DATA LISTING:
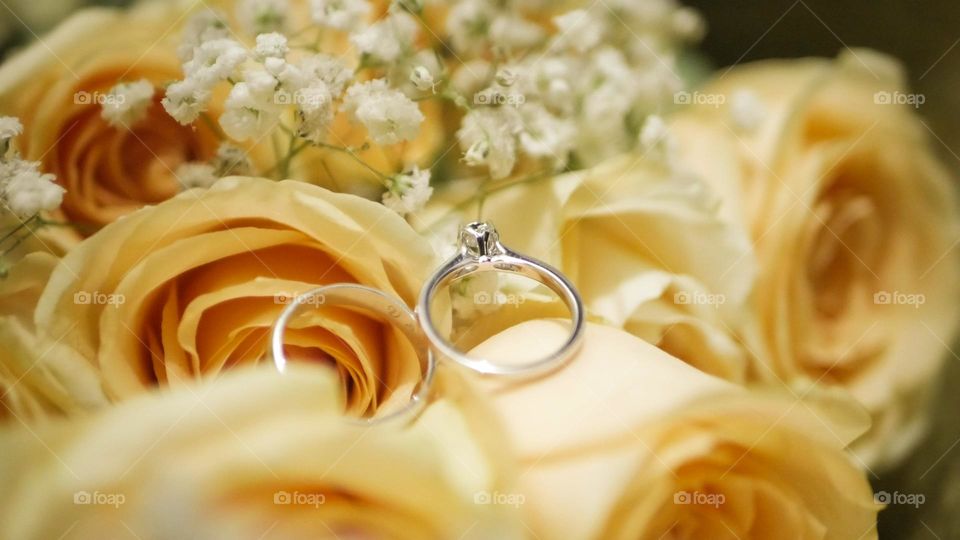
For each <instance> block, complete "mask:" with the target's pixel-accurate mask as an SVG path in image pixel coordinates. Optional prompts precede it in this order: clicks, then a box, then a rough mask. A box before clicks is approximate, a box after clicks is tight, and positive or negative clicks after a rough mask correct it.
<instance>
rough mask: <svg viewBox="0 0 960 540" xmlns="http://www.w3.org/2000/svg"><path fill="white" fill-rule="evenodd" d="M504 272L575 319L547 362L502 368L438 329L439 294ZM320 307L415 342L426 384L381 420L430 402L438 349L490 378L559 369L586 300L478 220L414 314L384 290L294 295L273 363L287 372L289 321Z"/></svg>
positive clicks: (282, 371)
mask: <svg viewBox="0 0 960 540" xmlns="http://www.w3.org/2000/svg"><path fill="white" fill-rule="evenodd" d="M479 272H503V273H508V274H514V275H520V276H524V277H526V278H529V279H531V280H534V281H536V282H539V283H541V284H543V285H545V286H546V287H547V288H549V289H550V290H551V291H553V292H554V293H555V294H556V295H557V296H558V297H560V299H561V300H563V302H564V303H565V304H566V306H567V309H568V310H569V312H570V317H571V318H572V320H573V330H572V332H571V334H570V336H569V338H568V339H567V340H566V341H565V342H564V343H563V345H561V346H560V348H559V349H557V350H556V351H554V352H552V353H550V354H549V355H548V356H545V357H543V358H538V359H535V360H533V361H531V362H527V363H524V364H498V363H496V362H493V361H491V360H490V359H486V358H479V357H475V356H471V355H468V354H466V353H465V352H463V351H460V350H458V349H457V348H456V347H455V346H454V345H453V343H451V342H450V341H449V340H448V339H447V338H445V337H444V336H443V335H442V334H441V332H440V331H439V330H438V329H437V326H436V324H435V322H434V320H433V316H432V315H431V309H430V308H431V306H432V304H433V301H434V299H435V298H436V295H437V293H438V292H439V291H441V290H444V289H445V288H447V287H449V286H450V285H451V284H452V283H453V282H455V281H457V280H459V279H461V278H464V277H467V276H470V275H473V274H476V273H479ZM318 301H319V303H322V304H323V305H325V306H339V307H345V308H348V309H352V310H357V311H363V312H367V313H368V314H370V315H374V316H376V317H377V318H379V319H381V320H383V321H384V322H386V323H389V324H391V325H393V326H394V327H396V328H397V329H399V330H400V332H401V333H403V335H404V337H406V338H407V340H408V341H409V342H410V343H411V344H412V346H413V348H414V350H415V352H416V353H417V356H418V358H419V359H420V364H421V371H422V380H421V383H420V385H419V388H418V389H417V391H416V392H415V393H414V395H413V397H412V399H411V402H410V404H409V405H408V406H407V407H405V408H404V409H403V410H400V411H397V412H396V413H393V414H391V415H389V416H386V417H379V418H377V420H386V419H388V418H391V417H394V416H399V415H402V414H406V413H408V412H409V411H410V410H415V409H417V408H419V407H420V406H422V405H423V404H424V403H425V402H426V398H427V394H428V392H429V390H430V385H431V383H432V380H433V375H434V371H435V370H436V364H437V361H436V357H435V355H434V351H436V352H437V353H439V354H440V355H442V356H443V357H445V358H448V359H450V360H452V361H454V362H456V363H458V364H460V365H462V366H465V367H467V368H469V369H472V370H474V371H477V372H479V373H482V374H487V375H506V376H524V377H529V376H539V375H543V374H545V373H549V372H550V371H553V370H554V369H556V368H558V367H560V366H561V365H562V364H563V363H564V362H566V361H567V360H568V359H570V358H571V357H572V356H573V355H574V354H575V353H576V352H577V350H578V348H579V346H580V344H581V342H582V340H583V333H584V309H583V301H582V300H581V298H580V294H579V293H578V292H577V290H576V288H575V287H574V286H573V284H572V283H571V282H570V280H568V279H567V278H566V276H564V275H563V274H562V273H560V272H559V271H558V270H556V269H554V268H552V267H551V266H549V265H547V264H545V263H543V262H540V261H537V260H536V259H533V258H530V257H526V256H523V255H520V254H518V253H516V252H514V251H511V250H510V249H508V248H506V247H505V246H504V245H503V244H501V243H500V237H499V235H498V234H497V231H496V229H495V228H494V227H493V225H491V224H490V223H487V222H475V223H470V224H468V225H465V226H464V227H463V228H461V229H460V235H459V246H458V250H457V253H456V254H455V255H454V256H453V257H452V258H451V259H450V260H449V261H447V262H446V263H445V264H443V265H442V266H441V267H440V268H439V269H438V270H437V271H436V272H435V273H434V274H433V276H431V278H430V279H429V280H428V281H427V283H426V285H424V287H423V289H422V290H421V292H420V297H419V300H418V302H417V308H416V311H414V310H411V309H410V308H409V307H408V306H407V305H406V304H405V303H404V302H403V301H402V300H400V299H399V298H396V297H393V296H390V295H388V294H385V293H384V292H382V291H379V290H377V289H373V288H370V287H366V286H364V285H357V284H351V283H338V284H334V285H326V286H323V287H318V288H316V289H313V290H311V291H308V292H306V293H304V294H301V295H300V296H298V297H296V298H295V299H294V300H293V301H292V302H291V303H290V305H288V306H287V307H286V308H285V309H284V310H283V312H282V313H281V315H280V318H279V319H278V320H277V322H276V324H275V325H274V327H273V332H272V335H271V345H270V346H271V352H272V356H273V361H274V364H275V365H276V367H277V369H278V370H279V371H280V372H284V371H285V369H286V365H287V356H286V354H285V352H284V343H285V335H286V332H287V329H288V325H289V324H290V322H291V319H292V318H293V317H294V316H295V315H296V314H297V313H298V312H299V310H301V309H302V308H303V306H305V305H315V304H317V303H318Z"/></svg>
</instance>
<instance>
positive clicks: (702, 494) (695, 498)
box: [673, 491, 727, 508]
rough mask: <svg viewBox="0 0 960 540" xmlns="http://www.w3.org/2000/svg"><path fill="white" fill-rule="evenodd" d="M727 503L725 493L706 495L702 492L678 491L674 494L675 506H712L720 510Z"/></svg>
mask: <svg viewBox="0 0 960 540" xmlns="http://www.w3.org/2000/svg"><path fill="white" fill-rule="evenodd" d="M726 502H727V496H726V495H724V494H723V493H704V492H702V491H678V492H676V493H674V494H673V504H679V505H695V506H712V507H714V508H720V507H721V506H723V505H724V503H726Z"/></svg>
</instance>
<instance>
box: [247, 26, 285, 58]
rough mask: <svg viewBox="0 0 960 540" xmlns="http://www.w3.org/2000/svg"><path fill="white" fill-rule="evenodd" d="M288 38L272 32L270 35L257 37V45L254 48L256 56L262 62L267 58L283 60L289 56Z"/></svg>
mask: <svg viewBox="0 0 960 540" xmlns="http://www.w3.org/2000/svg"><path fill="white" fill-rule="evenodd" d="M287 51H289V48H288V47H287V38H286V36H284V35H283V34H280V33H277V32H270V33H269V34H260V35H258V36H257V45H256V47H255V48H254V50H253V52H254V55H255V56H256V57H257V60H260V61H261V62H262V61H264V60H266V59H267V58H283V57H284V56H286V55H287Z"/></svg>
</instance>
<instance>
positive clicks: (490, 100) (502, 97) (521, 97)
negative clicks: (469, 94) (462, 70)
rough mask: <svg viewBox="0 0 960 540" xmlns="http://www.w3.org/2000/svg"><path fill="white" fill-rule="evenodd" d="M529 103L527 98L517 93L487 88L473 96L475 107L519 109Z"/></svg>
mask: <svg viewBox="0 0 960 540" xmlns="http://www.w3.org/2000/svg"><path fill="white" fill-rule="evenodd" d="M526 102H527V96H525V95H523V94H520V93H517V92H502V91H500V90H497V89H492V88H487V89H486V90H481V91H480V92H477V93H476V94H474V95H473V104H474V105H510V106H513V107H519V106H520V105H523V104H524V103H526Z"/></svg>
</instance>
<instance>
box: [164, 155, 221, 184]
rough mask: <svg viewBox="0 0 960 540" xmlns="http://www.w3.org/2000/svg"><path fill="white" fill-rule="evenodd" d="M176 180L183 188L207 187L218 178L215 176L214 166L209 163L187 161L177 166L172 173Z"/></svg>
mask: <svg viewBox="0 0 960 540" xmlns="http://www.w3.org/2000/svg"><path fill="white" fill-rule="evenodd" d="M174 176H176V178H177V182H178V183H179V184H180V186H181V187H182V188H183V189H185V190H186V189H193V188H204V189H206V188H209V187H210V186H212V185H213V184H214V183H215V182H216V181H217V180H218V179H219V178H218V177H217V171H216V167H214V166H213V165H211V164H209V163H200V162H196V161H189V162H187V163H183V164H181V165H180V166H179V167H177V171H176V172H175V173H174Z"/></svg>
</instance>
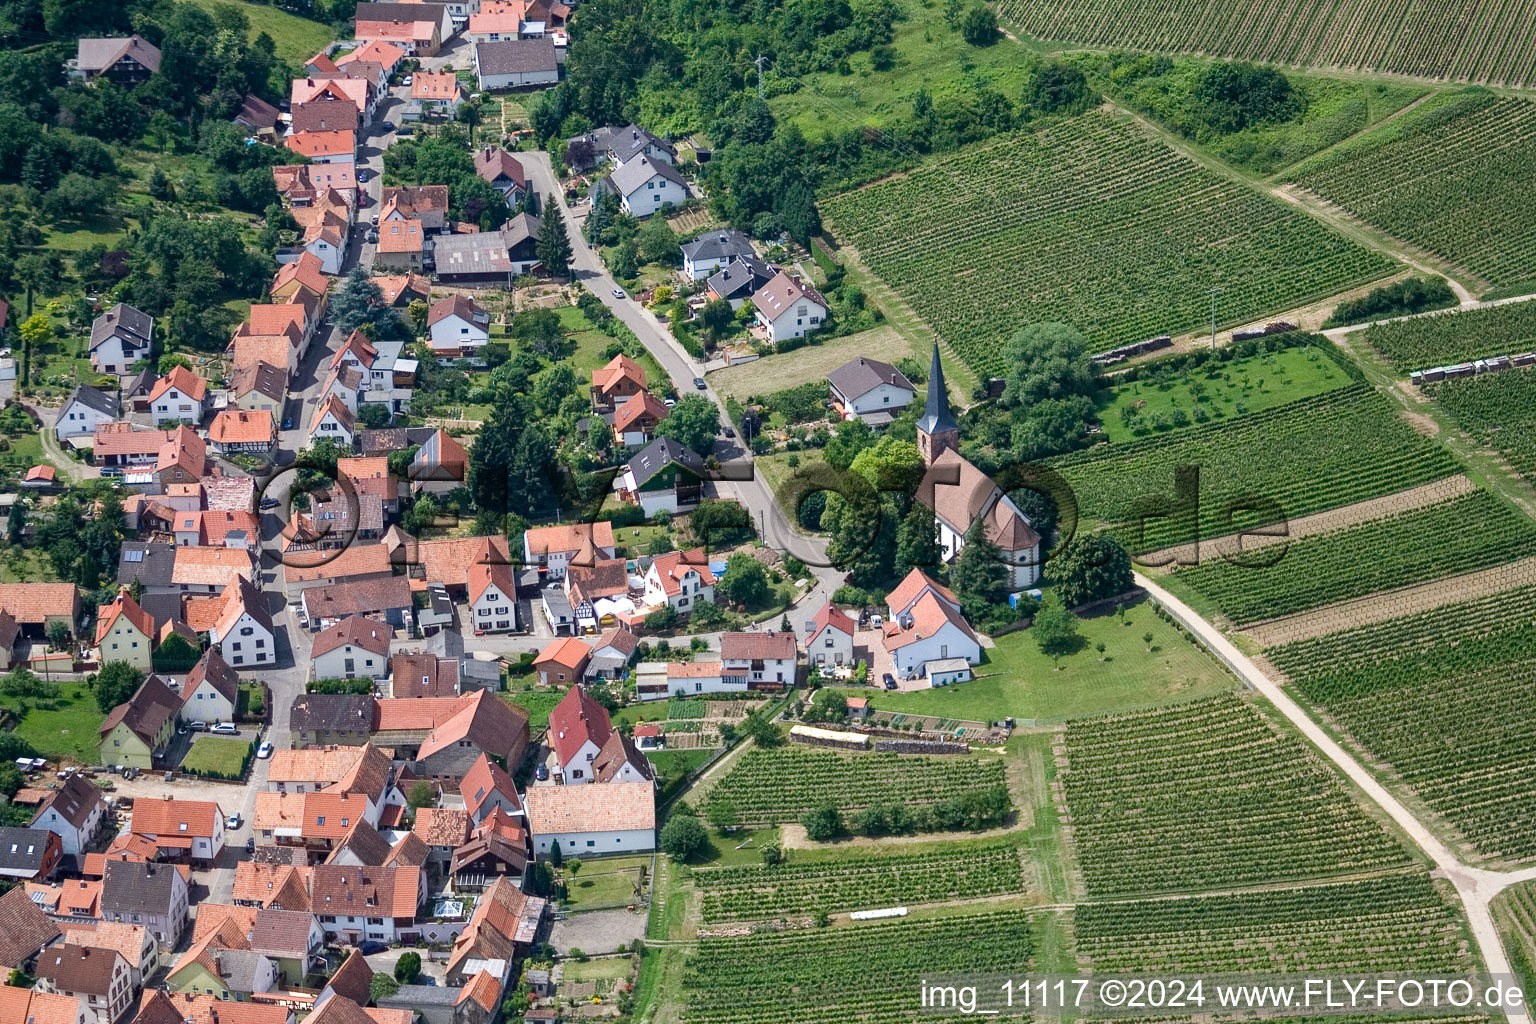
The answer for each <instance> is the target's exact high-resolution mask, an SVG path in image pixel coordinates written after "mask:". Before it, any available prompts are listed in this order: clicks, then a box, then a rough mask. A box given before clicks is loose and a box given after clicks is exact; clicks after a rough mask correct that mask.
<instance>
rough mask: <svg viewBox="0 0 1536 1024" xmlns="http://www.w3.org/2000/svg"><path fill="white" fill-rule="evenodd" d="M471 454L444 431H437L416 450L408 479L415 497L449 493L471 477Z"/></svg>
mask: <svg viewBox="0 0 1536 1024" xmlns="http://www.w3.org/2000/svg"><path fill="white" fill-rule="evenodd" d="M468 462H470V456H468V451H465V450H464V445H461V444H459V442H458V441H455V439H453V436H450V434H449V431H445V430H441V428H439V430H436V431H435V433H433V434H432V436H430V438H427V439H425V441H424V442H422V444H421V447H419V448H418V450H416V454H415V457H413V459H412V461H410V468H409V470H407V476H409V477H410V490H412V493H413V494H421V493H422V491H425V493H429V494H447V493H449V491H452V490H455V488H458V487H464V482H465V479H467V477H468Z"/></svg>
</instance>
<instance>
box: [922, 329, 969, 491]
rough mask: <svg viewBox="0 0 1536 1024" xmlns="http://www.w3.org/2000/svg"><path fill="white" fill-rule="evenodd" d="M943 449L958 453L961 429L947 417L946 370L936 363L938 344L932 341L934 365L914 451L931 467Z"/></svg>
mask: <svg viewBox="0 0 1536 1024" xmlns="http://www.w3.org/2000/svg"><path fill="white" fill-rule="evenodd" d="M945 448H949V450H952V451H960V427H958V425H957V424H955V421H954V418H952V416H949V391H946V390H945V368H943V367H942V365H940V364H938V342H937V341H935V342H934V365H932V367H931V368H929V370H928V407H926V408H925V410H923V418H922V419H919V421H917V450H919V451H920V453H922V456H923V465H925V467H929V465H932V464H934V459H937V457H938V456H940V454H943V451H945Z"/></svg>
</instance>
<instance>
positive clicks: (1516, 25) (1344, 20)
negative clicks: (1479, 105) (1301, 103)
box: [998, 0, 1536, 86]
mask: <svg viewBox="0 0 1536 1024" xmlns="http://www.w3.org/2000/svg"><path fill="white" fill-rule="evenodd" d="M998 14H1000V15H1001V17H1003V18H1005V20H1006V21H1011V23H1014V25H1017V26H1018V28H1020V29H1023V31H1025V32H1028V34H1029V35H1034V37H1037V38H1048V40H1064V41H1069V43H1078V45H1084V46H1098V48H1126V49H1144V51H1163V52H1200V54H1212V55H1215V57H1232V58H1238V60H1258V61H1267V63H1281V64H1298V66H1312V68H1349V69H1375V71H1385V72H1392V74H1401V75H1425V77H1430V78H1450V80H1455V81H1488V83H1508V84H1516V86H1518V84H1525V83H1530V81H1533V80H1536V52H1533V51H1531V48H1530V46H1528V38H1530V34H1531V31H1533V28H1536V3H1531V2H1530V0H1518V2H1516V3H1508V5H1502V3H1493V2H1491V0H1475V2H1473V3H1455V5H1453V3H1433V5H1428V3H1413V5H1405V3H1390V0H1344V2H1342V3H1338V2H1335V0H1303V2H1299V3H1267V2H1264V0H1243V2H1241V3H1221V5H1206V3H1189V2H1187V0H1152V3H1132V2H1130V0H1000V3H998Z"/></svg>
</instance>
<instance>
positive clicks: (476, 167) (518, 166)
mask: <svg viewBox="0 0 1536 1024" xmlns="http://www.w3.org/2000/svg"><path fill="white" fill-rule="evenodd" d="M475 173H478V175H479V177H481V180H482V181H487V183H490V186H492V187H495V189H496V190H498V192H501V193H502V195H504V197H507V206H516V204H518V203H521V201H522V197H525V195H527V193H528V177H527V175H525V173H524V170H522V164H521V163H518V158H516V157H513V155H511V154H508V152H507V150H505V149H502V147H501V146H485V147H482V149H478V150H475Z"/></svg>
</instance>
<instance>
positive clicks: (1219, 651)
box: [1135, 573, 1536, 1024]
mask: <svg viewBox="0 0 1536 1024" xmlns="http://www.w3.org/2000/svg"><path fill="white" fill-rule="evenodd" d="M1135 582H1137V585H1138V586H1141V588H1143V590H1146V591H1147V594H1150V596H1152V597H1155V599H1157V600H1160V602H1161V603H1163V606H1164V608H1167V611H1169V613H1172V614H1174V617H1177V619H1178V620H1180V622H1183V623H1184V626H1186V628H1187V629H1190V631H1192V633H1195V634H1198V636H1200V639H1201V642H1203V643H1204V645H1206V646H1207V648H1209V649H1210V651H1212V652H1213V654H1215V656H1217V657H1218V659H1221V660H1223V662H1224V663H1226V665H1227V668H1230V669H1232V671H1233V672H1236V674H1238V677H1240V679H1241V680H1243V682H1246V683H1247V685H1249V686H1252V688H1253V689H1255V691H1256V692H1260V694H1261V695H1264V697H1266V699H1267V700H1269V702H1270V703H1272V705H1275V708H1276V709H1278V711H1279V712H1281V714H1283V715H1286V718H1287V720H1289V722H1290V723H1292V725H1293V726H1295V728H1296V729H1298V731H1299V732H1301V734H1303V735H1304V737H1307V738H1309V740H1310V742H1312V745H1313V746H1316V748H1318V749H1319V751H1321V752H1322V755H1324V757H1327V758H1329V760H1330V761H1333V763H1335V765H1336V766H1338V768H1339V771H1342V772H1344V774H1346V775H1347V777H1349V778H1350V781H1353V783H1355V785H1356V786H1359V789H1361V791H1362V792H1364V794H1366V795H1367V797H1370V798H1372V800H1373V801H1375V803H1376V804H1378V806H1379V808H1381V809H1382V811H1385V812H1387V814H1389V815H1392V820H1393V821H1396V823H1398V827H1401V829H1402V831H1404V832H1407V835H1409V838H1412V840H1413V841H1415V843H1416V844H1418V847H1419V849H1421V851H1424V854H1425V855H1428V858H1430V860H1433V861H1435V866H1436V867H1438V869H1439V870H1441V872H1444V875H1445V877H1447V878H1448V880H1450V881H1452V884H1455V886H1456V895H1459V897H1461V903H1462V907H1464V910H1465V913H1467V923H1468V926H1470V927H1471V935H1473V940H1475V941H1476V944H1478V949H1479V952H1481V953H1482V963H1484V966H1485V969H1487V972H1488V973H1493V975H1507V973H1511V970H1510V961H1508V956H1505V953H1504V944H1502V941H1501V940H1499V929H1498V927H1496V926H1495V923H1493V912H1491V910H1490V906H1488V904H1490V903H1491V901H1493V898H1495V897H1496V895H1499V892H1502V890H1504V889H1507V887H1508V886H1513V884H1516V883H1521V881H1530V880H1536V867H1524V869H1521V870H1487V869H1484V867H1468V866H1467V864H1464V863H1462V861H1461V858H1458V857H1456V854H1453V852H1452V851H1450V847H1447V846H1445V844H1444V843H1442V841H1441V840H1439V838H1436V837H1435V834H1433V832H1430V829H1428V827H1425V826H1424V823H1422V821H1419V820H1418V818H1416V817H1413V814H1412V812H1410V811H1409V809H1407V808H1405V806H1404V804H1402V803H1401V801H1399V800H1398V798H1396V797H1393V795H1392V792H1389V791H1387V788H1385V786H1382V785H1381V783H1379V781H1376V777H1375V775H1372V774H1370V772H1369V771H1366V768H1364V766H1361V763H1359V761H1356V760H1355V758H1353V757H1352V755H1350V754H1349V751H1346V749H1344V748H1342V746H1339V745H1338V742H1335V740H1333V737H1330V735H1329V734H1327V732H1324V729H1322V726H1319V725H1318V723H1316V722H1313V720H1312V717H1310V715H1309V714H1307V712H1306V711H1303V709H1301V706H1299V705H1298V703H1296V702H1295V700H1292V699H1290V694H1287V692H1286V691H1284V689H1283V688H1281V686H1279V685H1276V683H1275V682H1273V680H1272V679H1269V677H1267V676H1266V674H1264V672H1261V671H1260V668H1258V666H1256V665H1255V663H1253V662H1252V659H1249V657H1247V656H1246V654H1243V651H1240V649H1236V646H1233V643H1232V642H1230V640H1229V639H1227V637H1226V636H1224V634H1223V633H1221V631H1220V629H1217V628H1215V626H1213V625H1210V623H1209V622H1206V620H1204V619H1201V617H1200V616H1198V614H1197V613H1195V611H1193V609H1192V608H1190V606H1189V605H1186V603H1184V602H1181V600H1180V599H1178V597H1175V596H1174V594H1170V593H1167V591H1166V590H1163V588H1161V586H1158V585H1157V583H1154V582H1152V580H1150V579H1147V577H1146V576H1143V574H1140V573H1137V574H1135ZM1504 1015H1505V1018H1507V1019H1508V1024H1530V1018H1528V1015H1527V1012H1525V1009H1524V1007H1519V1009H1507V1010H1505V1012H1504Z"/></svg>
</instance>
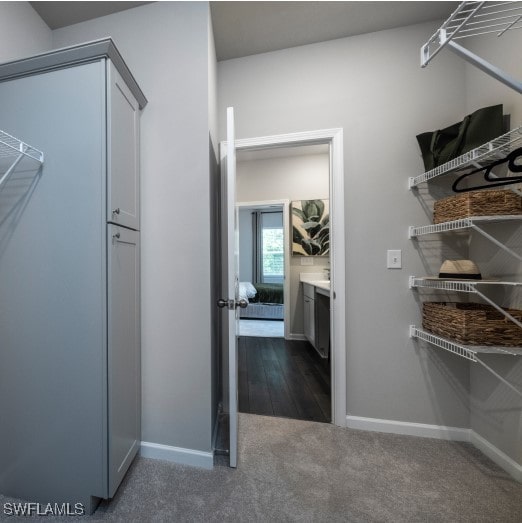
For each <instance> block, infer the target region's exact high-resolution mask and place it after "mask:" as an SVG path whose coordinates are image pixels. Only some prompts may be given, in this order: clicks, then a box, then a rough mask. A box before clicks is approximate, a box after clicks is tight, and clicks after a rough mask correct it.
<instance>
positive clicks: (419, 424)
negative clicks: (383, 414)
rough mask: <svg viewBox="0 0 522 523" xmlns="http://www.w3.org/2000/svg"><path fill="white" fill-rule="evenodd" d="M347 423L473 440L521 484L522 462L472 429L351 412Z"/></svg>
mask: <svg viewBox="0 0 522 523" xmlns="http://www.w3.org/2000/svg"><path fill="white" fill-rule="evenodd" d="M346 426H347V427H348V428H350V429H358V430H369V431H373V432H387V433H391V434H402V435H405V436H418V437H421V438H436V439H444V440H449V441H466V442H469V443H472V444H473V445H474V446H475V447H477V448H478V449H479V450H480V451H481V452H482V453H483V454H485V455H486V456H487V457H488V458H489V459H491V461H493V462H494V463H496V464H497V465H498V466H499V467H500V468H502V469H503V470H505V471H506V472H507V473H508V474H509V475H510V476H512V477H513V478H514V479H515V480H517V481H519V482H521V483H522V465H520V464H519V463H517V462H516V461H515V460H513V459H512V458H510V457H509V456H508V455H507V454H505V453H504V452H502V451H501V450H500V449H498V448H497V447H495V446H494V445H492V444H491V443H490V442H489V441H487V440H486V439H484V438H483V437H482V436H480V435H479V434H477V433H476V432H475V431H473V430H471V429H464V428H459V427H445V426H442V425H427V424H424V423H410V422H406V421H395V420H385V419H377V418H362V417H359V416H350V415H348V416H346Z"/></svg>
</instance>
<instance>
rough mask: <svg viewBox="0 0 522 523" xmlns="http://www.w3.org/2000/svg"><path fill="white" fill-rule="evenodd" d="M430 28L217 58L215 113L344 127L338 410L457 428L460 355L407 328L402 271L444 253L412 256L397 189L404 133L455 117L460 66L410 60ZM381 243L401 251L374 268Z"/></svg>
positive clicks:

WHAT THE TASK REQUIRES:
Reproduce the data above verbatim, from its start down to and including the line that contains "positive clicks: (282, 371)". Leave the pictures out of your copy.

REPLY TO THE EXERCISE:
For each <instance> block, complete "mask:" with the target's pixel-accurate mask as an SVG path in image pixel coordinates. Optional prompts precede it in this order: clicks, then a box, then a rough mask. A box before clicks is approximate, a box after clicks is tight, and positive or negative clicks after a rough mask correct it.
<instance>
rough mask: <svg viewBox="0 0 960 540" xmlns="http://www.w3.org/2000/svg"><path fill="white" fill-rule="evenodd" d="M504 272L575 319L547 362L502 368L438 329L439 294ZM320 307L415 342L426 384L381 420L430 402L438 349L490 378L559 369L586 300L478 220L414 314L384 290L294 295L273 363L287 372L289 321Z"/></svg>
positive clicks: (282, 371)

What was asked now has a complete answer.